> [Task instructions]
Collect every line of the material below that contains the word "light", and copy those lines in the order they appear.

___ Material for this task ___

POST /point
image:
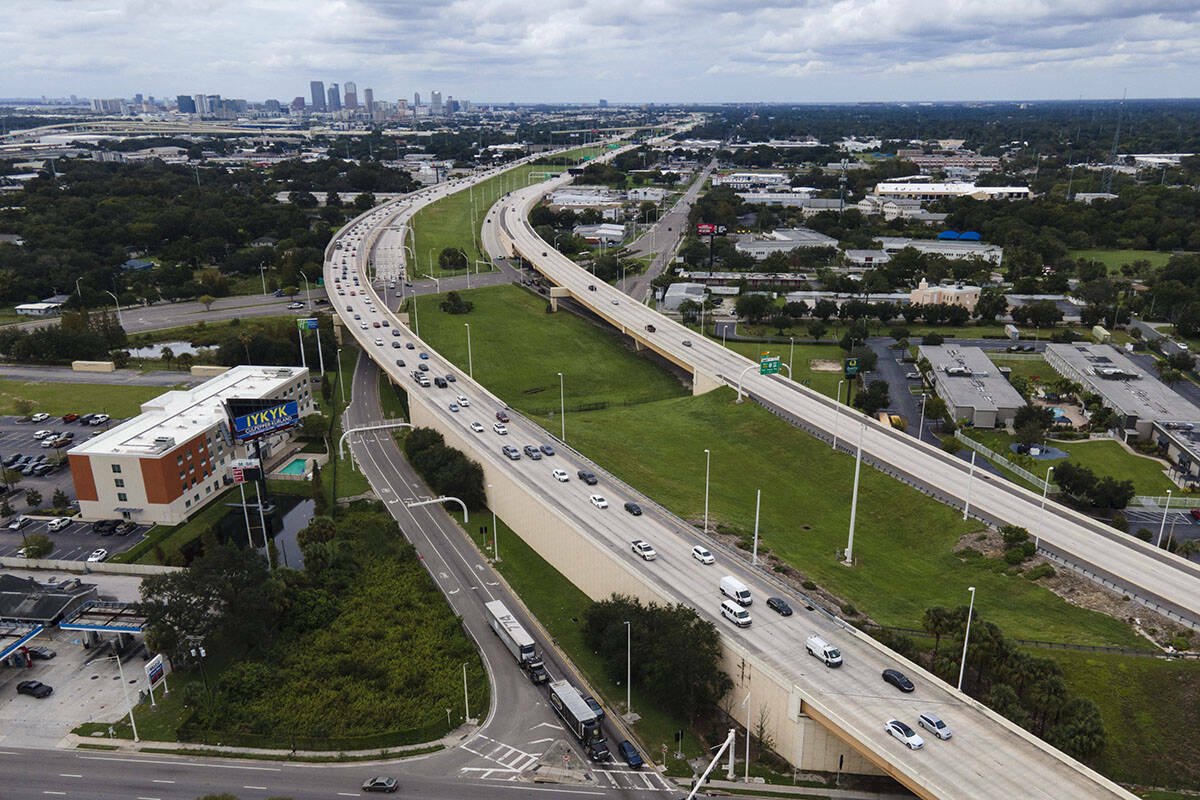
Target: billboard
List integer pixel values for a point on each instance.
(251, 419)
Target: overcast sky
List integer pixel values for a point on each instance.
(580, 50)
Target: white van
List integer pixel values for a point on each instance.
(735, 613)
(821, 649)
(736, 590)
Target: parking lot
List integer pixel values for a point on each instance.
(77, 540)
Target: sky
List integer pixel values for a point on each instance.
(623, 50)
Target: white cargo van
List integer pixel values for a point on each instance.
(823, 650)
(735, 613)
(736, 590)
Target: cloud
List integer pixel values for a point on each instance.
(697, 50)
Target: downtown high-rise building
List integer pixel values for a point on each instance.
(318, 95)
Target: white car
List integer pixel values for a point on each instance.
(933, 723)
(905, 734)
(645, 549)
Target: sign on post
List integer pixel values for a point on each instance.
(768, 365)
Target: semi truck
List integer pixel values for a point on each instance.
(516, 639)
(580, 719)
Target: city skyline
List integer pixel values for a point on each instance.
(843, 50)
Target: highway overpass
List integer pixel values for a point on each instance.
(814, 714)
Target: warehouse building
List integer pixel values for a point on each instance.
(972, 386)
(1139, 397)
(173, 458)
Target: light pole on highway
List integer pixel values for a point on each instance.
(562, 405)
(1162, 524)
(629, 661)
(853, 499)
(1042, 513)
(837, 417)
(966, 636)
(708, 458)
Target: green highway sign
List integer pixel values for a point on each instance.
(768, 365)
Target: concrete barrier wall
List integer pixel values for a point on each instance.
(107, 567)
(94, 366)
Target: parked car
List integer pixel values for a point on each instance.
(643, 549)
(933, 723)
(779, 606)
(381, 783)
(905, 734)
(34, 689)
(898, 679)
(630, 755)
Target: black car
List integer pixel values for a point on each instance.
(898, 679)
(630, 755)
(34, 689)
(379, 785)
(779, 606)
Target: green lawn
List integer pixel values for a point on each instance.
(520, 361)
(119, 401)
(448, 222)
(1115, 259)
(559, 607)
(1103, 457)
(1151, 710)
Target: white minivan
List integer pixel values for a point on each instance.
(736, 590)
(735, 613)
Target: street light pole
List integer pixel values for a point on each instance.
(562, 405)
(708, 458)
(1158, 542)
(853, 499)
(471, 365)
(837, 419)
(1042, 513)
(966, 636)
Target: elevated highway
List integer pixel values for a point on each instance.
(815, 715)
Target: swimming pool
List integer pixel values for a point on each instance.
(298, 467)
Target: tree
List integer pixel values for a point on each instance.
(37, 546)
(753, 306)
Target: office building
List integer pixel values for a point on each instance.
(174, 457)
(972, 386)
(318, 95)
(1123, 385)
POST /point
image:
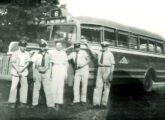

___

> [The response]
Target: light pole on highway
Target: street light pole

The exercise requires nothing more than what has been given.